- [Problem description]: All of the data below should be written out exactly.

Stored data entries:
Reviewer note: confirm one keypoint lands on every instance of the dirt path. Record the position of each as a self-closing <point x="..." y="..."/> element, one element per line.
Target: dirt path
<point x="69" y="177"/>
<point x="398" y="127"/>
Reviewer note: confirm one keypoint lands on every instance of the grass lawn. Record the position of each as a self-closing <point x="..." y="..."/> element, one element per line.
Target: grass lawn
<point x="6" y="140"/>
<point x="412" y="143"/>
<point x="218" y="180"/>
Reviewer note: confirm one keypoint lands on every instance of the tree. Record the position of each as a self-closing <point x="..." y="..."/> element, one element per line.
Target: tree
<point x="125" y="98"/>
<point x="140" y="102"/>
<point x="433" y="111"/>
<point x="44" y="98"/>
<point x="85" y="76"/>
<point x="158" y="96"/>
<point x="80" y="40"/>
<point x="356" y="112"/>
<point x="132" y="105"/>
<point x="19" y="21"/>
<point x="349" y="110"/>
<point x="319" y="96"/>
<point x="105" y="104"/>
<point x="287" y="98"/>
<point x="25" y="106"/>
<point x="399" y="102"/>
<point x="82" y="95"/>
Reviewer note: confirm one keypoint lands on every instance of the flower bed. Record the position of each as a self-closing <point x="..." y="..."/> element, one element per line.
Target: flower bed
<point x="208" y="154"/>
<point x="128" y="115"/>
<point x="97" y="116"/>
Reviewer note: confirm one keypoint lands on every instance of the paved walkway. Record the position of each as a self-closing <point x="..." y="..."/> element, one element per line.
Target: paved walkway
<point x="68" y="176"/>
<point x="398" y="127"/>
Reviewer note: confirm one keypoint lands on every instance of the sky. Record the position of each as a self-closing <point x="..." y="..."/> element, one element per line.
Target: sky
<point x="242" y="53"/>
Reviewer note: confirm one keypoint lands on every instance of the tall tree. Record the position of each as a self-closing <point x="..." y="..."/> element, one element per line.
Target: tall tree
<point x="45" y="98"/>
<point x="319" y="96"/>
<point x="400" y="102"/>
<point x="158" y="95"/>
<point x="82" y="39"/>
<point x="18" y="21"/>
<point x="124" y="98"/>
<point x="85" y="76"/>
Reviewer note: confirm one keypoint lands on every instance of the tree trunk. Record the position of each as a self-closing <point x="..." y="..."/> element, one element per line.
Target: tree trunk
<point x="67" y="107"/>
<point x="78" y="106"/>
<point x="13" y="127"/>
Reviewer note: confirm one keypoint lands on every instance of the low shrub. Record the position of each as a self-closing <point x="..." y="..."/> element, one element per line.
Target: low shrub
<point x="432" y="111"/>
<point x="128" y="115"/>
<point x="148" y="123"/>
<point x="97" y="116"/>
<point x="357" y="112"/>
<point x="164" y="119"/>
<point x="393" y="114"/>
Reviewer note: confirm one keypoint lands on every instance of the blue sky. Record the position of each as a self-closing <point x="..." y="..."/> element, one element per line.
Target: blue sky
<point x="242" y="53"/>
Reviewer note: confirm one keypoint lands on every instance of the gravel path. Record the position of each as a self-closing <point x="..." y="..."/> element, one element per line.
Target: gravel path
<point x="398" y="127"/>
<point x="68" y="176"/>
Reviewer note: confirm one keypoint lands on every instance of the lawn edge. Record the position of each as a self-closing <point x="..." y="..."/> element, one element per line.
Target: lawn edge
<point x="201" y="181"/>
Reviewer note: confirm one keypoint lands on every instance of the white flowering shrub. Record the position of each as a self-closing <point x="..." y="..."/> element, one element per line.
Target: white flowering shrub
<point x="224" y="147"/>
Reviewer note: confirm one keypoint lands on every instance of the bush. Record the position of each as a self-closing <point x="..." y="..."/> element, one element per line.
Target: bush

- [Answer to this exercise]:
Reviewer note: confirm one keypoint lands on every instance of the dirt path. Record the position of each as a self-closing <point x="..." y="..."/> element, one element per line.
Target: dirt path
<point x="69" y="177"/>
<point x="398" y="127"/>
Reviewer note: confirm one keypoint lands on every instance of the grass lawn. Record the position of each as a self-closing <point x="..." y="..."/> element, one element per line.
Target: grass lawn
<point x="6" y="140"/>
<point x="412" y="143"/>
<point x="218" y="180"/>
Reviewer note: confirm one keypoint lands on every instance of the tree. Record the position of each as a self-closing <point x="..." y="..."/> element, one element per line.
Target: tree
<point x="125" y="98"/>
<point x="140" y="102"/>
<point x="433" y="111"/>
<point x="44" y="98"/>
<point x="85" y="76"/>
<point x="158" y="96"/>
<point x="80" y="40"/>
<point x="356" y="112"/>
<point x="132" y="105"/>
<point x="19" y="21"/>
<point x="349" y="110"/>
<point x="319" y="96"/>
<point x="105" y="104"/>
<point x="287" y="98"/>
<point x="25" y="106"/>
<point x="399" y="102"/>
<point x="82" y="95"/>
Reviewer note: confirm one keypoint lands on every instance of the flower bed. Record the position of each as a self-closing <point x="..." y="..."/> element, one element per line.
Target: flower bed
<point x="208" y="154"/>
<point x="128" y="115"/>
<point x="97" y="116"/>
Reviewer note: confirm one keypoint lands on every instance of the paved walkway. Record the position of each as a self-closing <point x="..." y="..."/> element, one element per line.
Target: paved walkway
<point x="68" y="176"/>
<point x="398" y="127"/>
Reviewer note: confirm one keypoint lands on every instance of the sky. Record the position of each as a self-closing <point x="..." y="..."/> element, one element per line.
Target: sky
<point x="242" y="53"/>
Reviewer note: confirm one keypoint lands on every instance of the tall tree. Record the position of each as a self-closing <point x="..." y="..."/> element, one element per line.
Target: tall tree
<point x="45" y="98"/>
<point x="319" y="96"/>
<point x="400" y="102"/>
<point x="158" y="95"/>
<point x="82" y="39"/>
<point x="18" y="21"/>
<point x="124" y="98"/>
<point x="85" y="76"/>
Reviewer note: confirm one keypoint lands on every instance of the tree trunk. Record the position of each as a self-closing <point x="..." y="..."/> element, one element per line.
Target: tree trunk
<point x="67" y="107"/>
<point x="78" y="106"/>
<point x="13" y="127"/>
Reviewer note: confirm one keypoint lands on every instance of the low shrub. Record the position of each as a self-closing <point x="..." y="..."/> element, one element per line.
Target: low shrub
<point x="432" y="111"/>
<point x="128" y="115"/>
<point x="148" y="123"/>
<point x="97" y="116"/>
<point x="357" y="112"/>
<point x="164" y="119"/>
<point x="393" y="114"/>
Reviewer note: confirm one keypoint lands on every instance of the blue sky. Record the position of each as a self-closing <point x="..." y="..."/> element, one element per line.
Target: blue sky
<point x="242" y="53"/>
Reviewer note: confirm one keypoint lands on every instance of the gravel path. Record the position of each as a self-closing <point x="..." y="..."/> element, one element per line.
Target: gravel path
<point x="398" y="127"/>
<point x="68" y="176"/>
Reviewer note: confirm one keypoint lands on every instance of the lawn edge. Record the position of each as a self-closing <point x="..." y="..."/> element, one element per line.
Target: lawn edge
<point x="201" y="181"/>
Reviewer note: confirm one keypoint lands on every instance of the white flowering shrub. Record the position of each as a self-closing <point x="..." y="..."/> element, one element per line.
Target: white flowering shrub
<point x="224" y="147"/>
Reviewer note: confirm one keypoint lands on every instance of the bush. Record the position of each as a self-closing <point x="..." y="..."/> element, one element per line.
Target: bush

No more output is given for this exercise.